◆ Task statement ◆
Could you update the lines below so that "bounding box" reads "enclosing rectangle" throughout, with nothing else changed and the pictures left out?

◆ Listed records ◆
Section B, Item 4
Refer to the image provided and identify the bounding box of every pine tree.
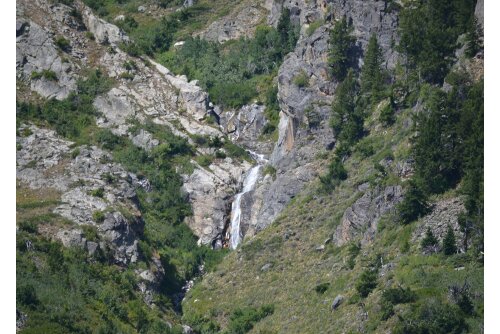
[328,17,356,81]
[330,69,364,144]
[361,34,384,104]
[465,17,480,58]
[420,227,439,249]
[443,225,457,255]
[277,8,298,56]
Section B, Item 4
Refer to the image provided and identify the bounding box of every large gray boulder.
[16,126,144,265]
[16,19,76,100]
[82,8,129,45]
[334,186,403,246]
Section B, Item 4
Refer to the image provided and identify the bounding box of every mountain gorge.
[16,0,484,333]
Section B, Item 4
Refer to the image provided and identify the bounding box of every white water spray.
[230,151,267,249]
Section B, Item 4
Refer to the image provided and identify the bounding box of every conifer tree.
[328,17,356,81]
[361,34,384,104]
[330,69,364,144]
[277,8,298,56]
[421,227,439,249]
[465,17,480,58]
[443,225,457,255]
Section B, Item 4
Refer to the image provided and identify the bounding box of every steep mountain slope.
[16,0,483,333]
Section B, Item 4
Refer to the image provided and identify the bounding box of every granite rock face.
[412,198,465,251]
[333,186,403,246]
[16,19,76,100]
[196,0,267,43]
[16,126,144,264]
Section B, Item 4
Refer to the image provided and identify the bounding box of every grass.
[183,95,484,333]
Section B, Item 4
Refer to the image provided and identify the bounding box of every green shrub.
[18,220,38,233]
[195,154,214,167]
[356,269,377,298]
[314,282,330,294]
[306,19,325,36]
[224,140,250,160]
[215,150,227,159]
[443,225,457,255]
[420,227,439,249]
[262,164,276,180]
[71,148,80,159]
[320,157,347,191]
[120,72,135,80]
[31,70,57,81]
[293,70,309,88]
[16,284,40,307]
[393,301,468,334]
[381,287,417,320]
[96,129,124,151]
[347,243,361,270]
[81,226,101,242]
[226,305,274,334]
[89,187,104,198]
[92,211,106,223]
[379,103,395,126]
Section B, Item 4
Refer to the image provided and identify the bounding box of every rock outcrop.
[16,19,76,100]
[196,0,267,43]
[333,186,403,246]
[412,198,465,251]
[16,126,144,264]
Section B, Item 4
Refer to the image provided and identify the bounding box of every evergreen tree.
[328,17,356,81]
[277,8,298,56]
[330,69,364,144]
[465,17,480,58]
[420,227,439,249]
[443,225,457,255]
[398,179,429,224]
[361,34,384,104]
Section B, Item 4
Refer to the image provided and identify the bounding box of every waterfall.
[230,151,267,249]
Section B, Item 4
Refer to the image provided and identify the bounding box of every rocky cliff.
[16,0,483,332]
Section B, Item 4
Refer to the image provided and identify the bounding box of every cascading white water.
[230,151,267,249]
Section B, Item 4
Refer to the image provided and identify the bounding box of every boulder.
[332,295,344,311]
[82,8,129,45]
[334,186,403,246]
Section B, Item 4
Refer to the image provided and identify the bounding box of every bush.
[320,157,347,190]
[92,211,106,223]
[90,188,104,198]
[379,103,395,126]
[215,150,227,159]
[356,269,377,298]
[85,31,95,41]
[393,301,468,334]
[227,305,274,334]
[306,19,325,36]
[195,154,214,167]
[420,227,439,249]
[19,220,38,233]
[31,70,57,81]
[262,165,276,180]
[443,225,457,255]
[293,70,309,88]
[71,148,80,159]
[314,283,330,294]
[381,287,417,320]
[16,284,40,307]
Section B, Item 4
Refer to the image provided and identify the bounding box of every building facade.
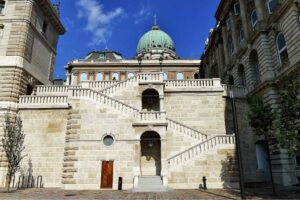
[0,0,65,188]
[200,0,300,185]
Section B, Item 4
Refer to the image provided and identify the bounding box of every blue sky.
[52,0,220,78]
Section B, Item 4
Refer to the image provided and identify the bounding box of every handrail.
[167,135,235,166]
[19,95,68,104]
[100,72,162,94]
[166,118,207,141]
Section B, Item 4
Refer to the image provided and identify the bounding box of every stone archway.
[140,131,161,176]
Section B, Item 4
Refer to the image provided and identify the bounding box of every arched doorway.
[142,89,160,111]
[140,131,161,176]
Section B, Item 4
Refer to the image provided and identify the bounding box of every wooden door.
[101,161,114,188]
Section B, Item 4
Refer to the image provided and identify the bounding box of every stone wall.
[164,92,226,135]
[20,109,68,187]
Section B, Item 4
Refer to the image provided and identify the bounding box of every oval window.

◆ The answer ◆
Section B, Item 4
Refer to the image provided and identify the enclosing rectangle of every pine tree.
[328,17,356,81]
[330,69,364,144]
[361,34,384,104]
[465,17,480,58]
[420,227,439,249]
[443,225,457,255]
[277,8,298,56]
Section B, Item 4
Refer to the image provided and identify the enclosing rectangle of every large gray boulder.
[16,126,144,265]
[16,19,76,100]
[82,8,129,45]
[334,186,403,246]
Section B, Item 4
Refer to the image provided and identify the enclosing rectangle of every mountain gorge.
[16,0,484,333]
Section B, Item 4
Refer to the image provided and identify the enclosing rectangle of every white water spray.
[230,151,267,249]
Section B, Item 4
Refer to the image provided and identify the enclosing rectangle of every conifer tree.
[328,17,356,81]
[361,34,384,104]
[330,69,364,144]
[277,8,298,56]
[421,227,439,249]
[465,17,480,58]
[443,225,457,255]
Section B, Item 4
Refer to the image provided and identify the enclosing rectangle of every steep mountain slope.
[16,0,483,333]
Section B, Item 4
Refer to the image provided and identify the enclosing rectangle of every granite rock face.
[412,198,465,251]
[333,186,403,246]
[16,19,76,100]
[196,0,267,43]
[16,126,144,264]
Section B, Item 4
Refer to the image provided and identify the enclosing rectangle of every grass.
[183,95,484,333]
Section B, Item 4
Refer to the image provided and identify the enclosing rectangle of every green shrub.
[18,220,38,233]
[195,154,214,167]
[356,269,377,298]
[314,282,330,294]
[306,19,325,36]
[224,140,250,160]
[215,150,227,159]
[443,225,457,255]
[420,227,439,249]
[262,164,276,180]
[71,148,80,159]
[320,157,347,191]
[120,72,135,80]
[31,70,57,81]
[293,70,309,88]
[16,284,40,307]
[393,301,468,334]
[381,287,417,320]
[96,129,124,151]
[347,243,361,270]
[81,226,101,242]
[226,305,274,334]
[89,187,104,198]
[92,211,106,223]
[379,103,395,126]
Section B, Item 4
Refer to the image provided and identify the enclosing rectangle of every rock outcrop.
[16,19,76,100]
[196,0,267,43]
[333,186,403,246]
[412,198,465,251]
[16,126,144,264]
Section B, Item 4
Refer to the image provided and identify the enclosing rectangle of every evergreen tree.
[328,17,356,81]
[277,8,298,56]
[330,69,364,144]
[465,17,480,58]
[420,227,439,249]
[443,225,457,255]
[398,179,429,224]
[361,34,384,104]
Section B, Item 4
Refer to the image provided and identify the enclosing rectangle of every waterfall.
[230,151,267,249]
Section B, Item 4
Refer to the image provided and identify the enclosing rectangle of every rocky cliff.
[16,0,483,332]
Section B, Item 4
Refer to the image provided and identify the enclosing rectangle of every cascading white water.
[230,151,267,249]
Section B, Item 4
Refer to the image provided and identify the enclosing rectangle of every boulder.
[332,295,344,311]
[82,8,129,45]
[334,186,403,246]
Section B, Item 4
Refer to the image provided and identify the enclosing rectangle of every bush.
[320,157,347,190]
[92,211,106,223]
[90,188,104,198]
[379,103,395,126]
[215,150,227,159]
[356,269,377,298]
[85,31,95,41]
[393,301,468,334]
[227,305,274,334]
[306,19,325,36]
[195,154,214,167]
[420,227,439,249]
[19,220,38,233]
[31,70,57,81]
[262,165,276,180]
[443,225,457,255]
[293,70,309,88]
[71,148,80,159]
[314,283,330,294]
[381,287,417,320]
[16,284,40,307]
Section B, Item 4
Refer to the image provided and identify the enclosing rectangle of every building facade.
[0,0,65,188]
[200,0,300,185]
Section B, Item 4
Refer to the image provided and identify the enclosing rectangle of every blue sky.
[52,0,220,78]
Section B, Item 4
Refer to the image provided and identify the enclosing rectangle of every handrail.
[167,135,235,166]
[19,95,68,104]
[100,72,162,94]
[166,118,207,141]
Section B, Item 4
Refer to the image provided and identify the enclosing rectangle of every stone archway.
[140,131,161,176]
Section B, Item 4
Refer to the image provided and identify the enclosing rectangle of every arched doorway.
[142,89,160,111]
[140,131,161,176]
Section B, Item 4
Refer to the image provided and identify the enclosing rectangle of every wooden door.
[101,161,114,188]
Section B, Item 4
Refer to the image provided and identify the enclosing rectangle of every stone wall.
[164,92,226,135]
[20,109,68,187]
Section B, Item 4
Refer to the image provided and identify the enclosing rectangle of every oval window.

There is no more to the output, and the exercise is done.